## Prompt
Display every line of the listing below that contains the word "mountain", copying each such line unchanged.

## Materials provided
● ● ● ● ● ● ●

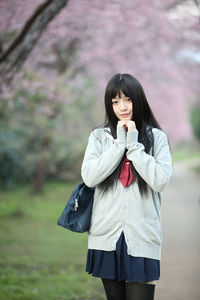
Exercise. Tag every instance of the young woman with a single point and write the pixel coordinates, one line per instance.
(128, 161)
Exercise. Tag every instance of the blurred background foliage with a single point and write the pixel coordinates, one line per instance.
(52, 88)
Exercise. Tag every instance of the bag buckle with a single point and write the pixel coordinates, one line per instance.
(75, 204)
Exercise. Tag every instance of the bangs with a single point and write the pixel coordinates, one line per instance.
(119, 87)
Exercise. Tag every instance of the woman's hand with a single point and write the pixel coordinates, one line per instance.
(129, 125)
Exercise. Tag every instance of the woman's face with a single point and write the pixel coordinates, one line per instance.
(122, 107)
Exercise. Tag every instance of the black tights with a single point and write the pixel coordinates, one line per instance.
(121, 290)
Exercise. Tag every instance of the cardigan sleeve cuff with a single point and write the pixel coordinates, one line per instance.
(132, 137)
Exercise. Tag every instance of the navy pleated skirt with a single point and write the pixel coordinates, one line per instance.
(118, 265)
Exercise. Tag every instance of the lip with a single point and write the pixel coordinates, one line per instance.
(125, 115)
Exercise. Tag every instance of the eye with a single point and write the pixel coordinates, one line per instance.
(114, 102)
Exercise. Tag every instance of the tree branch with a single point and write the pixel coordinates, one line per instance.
(14, 57)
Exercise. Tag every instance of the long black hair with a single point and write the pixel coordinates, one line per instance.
(142, 116)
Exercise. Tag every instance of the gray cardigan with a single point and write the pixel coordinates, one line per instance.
(123, 209)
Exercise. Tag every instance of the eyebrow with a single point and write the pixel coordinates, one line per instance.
(120, 98)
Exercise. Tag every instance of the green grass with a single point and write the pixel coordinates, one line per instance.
(40, 260)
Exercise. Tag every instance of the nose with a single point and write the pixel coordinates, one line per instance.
(123, 106)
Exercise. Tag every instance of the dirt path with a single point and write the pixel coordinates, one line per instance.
(180, 261)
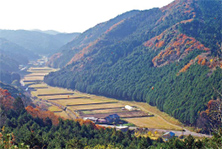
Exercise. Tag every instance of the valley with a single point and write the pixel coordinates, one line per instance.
(72, 104)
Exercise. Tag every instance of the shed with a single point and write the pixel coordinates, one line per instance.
(168, 135)
(130, 108)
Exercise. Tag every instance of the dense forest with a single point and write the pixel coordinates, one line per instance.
(168, 57)
(34, 128)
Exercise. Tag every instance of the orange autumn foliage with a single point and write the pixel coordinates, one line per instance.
(178, 45)
(160, 44)
(186, 66)
(6, 100)
(37, 112)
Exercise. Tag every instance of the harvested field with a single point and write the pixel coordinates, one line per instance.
(102, 109)
(31, 80)
(151, 122)
(69, 98)
(54, 108)
(98, 103)
(82, 101)
(96, 106)
(55, 94)
(122, 114)
(92, 105)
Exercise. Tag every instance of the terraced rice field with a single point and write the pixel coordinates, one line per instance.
(92, 105)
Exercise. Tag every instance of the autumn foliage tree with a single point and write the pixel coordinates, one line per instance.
(45, 115)
(6, 100)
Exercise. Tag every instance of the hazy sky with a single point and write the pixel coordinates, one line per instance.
(66, 15)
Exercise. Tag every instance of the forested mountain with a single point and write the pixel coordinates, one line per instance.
(11, 56)
(169, 57)
(36, 128)
(37, 42)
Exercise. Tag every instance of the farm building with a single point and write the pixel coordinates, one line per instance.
(129, 108)
(102, 121)
(112, 118)
(168, 135)
(94, 119)
(122, 128)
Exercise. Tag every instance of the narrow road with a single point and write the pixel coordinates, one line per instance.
(177, 133)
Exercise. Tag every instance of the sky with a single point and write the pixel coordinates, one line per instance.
(66, 15)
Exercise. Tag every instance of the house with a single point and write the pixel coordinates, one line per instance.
(93, 119)
(168, 135)
(129, 108)
(112, 118)
(102, 121)
(122, 128)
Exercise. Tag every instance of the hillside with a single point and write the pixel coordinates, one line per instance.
(38, 42)
(168, 57)
(11, 56)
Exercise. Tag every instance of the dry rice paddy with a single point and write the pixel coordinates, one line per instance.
(92, 104)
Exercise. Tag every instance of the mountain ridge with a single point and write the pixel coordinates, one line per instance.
(156, 48)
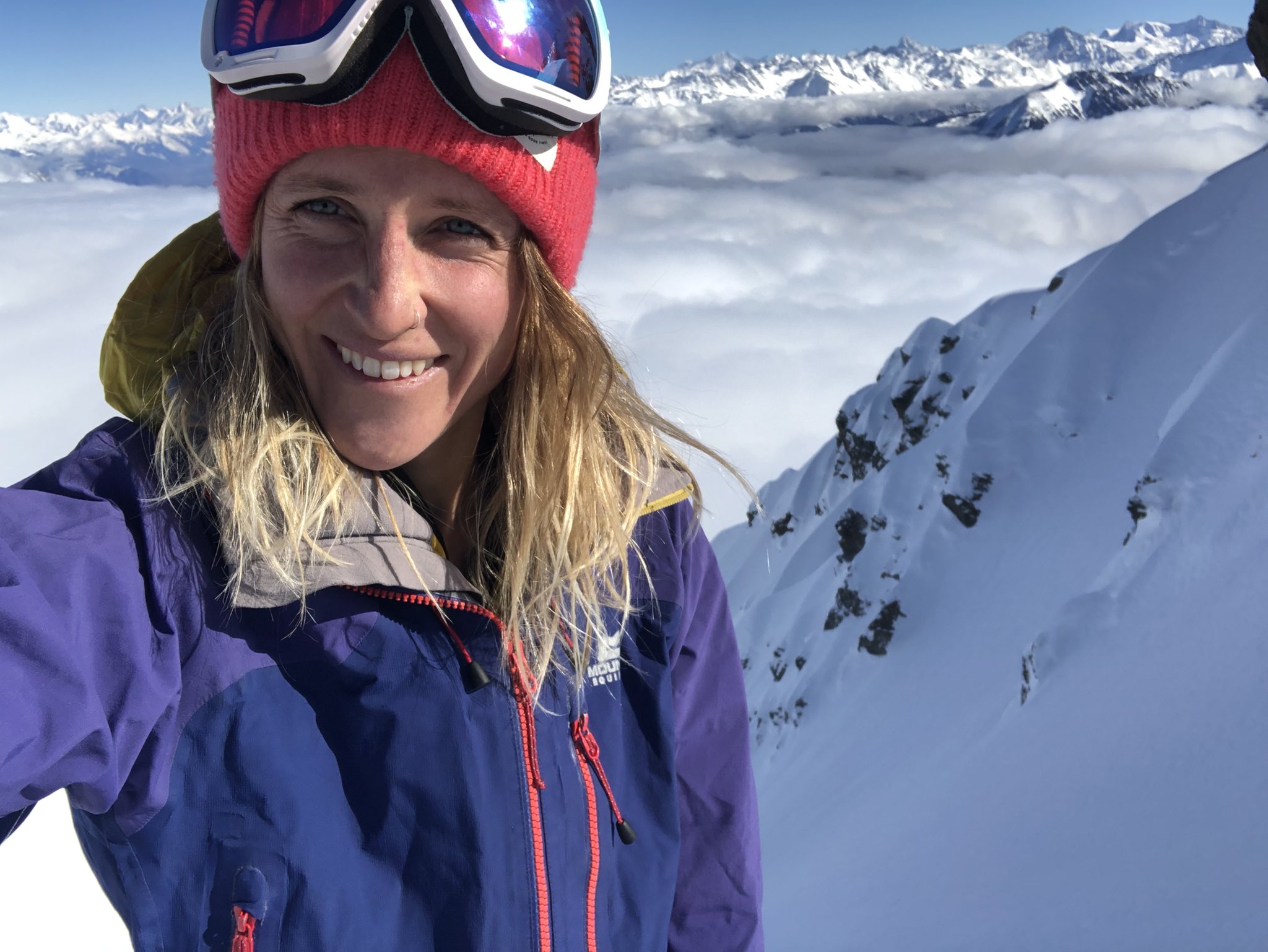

● ● ● ● ● ● ●

## Finished exercise
Exercise. Tag every instance of the forested mountain with a single point and write the pixel coordinates, one line per instance.
Exercise. Tag every instance of the mountain ridge with a single point and write the pixel coordinates, one line per instance.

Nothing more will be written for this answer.